TASK DIRECTIONS:
Return every line of the records that contains the word "green". Case counts.

- - - - -

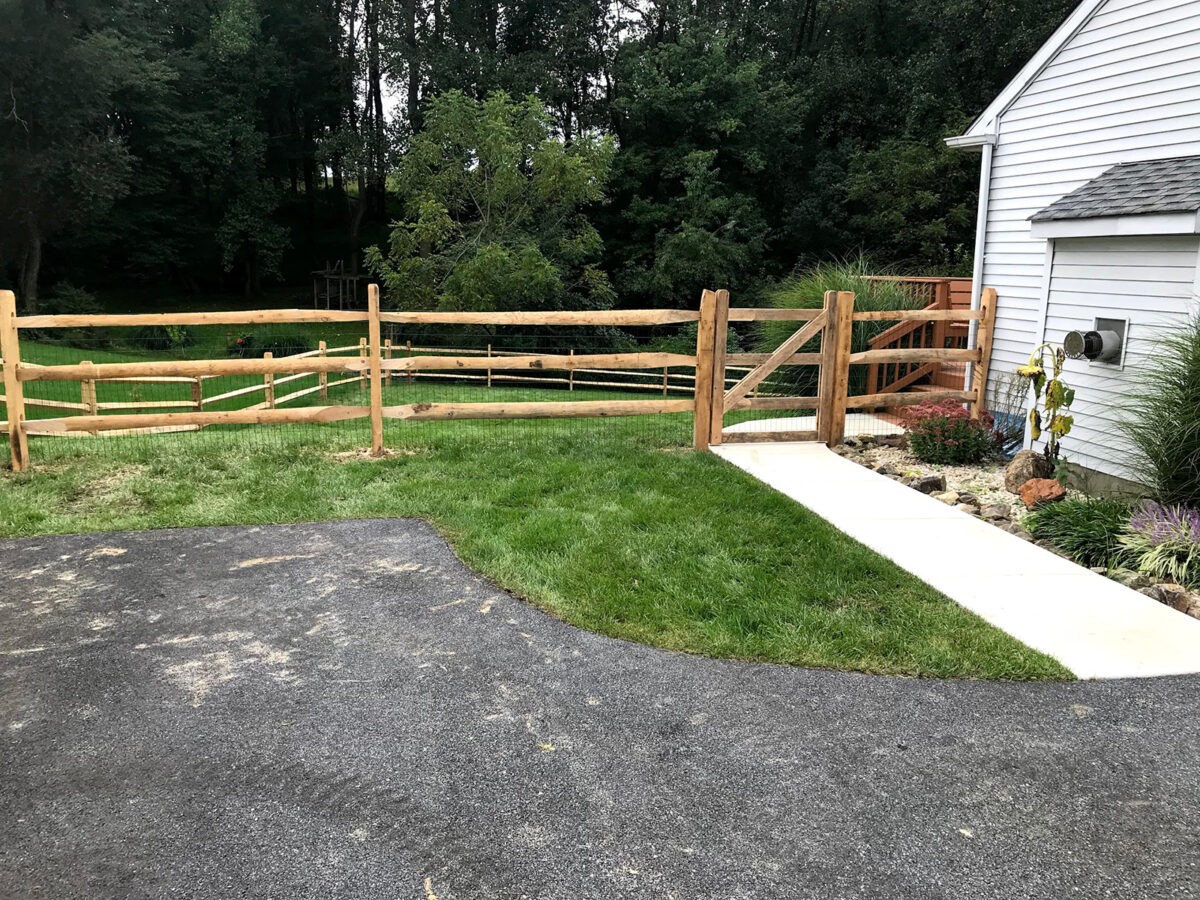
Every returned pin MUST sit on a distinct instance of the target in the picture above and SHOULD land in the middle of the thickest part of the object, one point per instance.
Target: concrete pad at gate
(1093, 625)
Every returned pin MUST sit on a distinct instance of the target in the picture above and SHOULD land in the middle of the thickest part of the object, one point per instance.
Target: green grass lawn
(612, 526)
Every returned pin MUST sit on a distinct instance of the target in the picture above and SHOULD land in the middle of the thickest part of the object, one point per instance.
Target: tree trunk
(30, 267)
(375, 119)
(414, 67)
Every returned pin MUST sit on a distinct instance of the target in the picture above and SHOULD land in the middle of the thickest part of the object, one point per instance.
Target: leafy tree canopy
(495, 211)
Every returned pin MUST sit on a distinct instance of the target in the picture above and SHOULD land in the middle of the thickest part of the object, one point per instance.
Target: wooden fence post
(720, 339)
(376, 371)
(269, 384)
(983, 342)
(828, 363)
(845, 334)
(88, 394)
(702, 420)
(13, 390)
(323, 377)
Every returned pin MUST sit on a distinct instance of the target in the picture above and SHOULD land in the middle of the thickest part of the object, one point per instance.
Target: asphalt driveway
(345, 711)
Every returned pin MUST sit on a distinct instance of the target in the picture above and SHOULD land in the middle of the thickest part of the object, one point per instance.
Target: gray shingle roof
(1133, 189)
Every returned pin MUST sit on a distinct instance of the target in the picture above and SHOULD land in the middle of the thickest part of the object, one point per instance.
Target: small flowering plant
(946, 433)
(1164, 541)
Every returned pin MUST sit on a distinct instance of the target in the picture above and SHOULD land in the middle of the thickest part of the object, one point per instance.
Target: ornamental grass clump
(1089, 528)
(1164, 543)
(946, 433)
(1162, 420)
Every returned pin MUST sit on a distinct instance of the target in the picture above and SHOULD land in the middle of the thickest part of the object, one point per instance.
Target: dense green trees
(493, 211)
(217, 143)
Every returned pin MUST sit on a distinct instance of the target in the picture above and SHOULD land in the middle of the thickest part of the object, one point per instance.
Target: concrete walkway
(1095, 627)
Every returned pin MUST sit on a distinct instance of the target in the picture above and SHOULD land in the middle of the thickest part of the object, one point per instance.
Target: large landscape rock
(997, 511)
(1025, 466)
(927, 484)
(1042, 491)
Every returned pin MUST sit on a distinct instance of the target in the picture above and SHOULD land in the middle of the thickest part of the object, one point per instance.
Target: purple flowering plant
(1164, 541)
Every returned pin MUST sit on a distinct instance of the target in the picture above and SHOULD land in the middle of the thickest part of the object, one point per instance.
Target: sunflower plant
(1051, 399)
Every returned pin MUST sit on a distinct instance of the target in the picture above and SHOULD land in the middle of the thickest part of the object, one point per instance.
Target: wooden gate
(834, 325)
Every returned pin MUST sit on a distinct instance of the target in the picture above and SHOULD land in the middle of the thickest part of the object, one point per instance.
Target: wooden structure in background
(335, 283)
(372, 364)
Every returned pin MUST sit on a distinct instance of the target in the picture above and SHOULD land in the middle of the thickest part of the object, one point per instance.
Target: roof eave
(972, 142)
(987, 119)
(1140, 225)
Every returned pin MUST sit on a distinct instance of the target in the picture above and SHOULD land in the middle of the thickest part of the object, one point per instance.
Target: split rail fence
(709, 401)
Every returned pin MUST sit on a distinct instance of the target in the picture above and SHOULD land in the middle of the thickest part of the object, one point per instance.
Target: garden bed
(979, 490)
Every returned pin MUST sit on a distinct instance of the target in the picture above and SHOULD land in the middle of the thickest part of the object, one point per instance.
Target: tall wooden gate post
(720, 342)
(706, 336)
(376, 370)
(828, 363)
(834, 381)
(13, 390)
(983, 342)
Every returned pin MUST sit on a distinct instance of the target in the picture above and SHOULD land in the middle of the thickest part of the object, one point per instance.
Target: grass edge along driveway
(612, 527)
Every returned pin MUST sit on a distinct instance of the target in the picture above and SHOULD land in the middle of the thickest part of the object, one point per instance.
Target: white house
(1090, 201)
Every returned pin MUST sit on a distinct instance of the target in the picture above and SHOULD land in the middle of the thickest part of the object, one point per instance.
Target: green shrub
(279, 342)
(1089, 528)
(1162, 419)
(946, 433)
(807, 292)
(1164, 541)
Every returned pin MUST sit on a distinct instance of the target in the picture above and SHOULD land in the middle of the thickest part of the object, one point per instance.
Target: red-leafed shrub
(945, 432)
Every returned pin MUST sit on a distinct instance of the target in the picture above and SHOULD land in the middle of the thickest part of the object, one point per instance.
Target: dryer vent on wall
(1103, 343)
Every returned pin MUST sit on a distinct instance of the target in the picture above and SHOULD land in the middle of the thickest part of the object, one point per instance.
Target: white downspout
(981, 245)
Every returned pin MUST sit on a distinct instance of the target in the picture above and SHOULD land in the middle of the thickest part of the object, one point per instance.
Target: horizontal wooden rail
(283, 365)
(51, 403)
(163, 379)
(231, 317)
(757, 359)
(775, 403)
(918, 315)
(544, 409)
(557, 361)
(559, 317)
(870, 401)
(148, 405)
(916, 354)
(420, 412)
(229, 417)
(750, 313)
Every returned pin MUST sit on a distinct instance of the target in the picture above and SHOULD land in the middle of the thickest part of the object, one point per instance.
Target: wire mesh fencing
(258, 381)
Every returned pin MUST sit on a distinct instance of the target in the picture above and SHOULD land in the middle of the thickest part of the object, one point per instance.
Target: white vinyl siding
(1150, 281)
(1125, 88)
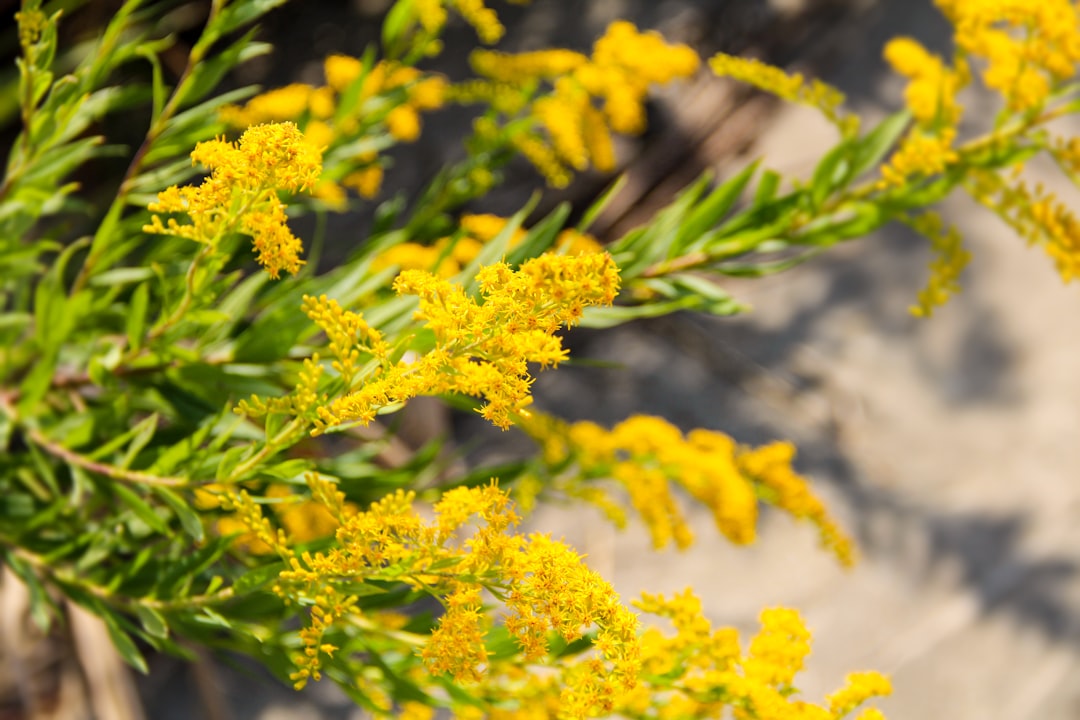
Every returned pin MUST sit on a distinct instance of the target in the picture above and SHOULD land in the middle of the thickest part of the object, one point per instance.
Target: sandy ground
(947, 445)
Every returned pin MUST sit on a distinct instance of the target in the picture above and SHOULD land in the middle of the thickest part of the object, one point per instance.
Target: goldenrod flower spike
(483, 349)
(241, 193)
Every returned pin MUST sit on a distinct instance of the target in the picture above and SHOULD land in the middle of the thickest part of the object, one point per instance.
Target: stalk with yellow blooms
(191, 445)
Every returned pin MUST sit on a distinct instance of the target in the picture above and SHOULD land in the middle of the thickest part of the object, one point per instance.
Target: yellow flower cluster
(1028, 46)
(647, 454)
(319, 111)
(1036, 215)
(932, 84)
(704, 670)
(448, 256)
(949, 260)
(348, 333)
(483, 349)
(241, 193)
(467, 548)
(623, 64)
(432, 16)
(769, 466)
(792, 87)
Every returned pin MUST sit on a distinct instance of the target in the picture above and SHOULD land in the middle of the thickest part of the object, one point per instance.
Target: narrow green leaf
(188, 517)
(152, 622)
(140, 507)
(868, 150)
(144, 433)
(135, 322)
(125, 646)
(601, 203)
(396, 23)
(712, 209)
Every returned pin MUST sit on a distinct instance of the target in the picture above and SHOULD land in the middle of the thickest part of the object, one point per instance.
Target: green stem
(121, 474)
(112, 216)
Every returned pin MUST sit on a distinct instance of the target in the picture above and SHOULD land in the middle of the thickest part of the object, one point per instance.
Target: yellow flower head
(241, 193)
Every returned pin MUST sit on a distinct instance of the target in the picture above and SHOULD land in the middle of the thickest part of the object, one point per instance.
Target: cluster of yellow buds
(241, 193)
(483, 349)
(707, 669)
(791, 87)
(356, 100)
(647, 456)
(623, 65)
(432, 16)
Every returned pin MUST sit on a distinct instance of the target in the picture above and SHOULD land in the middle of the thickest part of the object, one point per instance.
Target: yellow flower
(932, 87)
(949, 260)
(860, 688)
(770, 465)
(920, 154)
(483, 349)
(792, 87)
(241, 193)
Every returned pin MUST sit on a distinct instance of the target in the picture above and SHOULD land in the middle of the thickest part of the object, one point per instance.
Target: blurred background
(947, 446)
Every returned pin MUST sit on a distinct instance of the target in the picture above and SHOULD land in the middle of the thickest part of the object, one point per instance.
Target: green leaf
(152, 622)
(601, 203)
(124, 644)
(188, 517)
(135, 321)
(144, 433)
(833, 173)
(140, 507)
(240, 14)
(396, 23)
(712, 209)
(208, 73)
(869, 150)
(257, 578)
(602, 317)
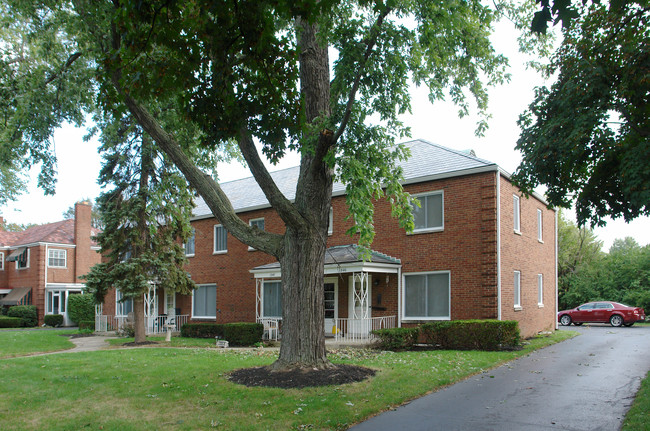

- - - - -

EXPECTED ANSWER:
Target: green grass lawn
Target: dense green trees
Target: green shrub
Target: narrow green leaf
Target: green stem
Target: green leaf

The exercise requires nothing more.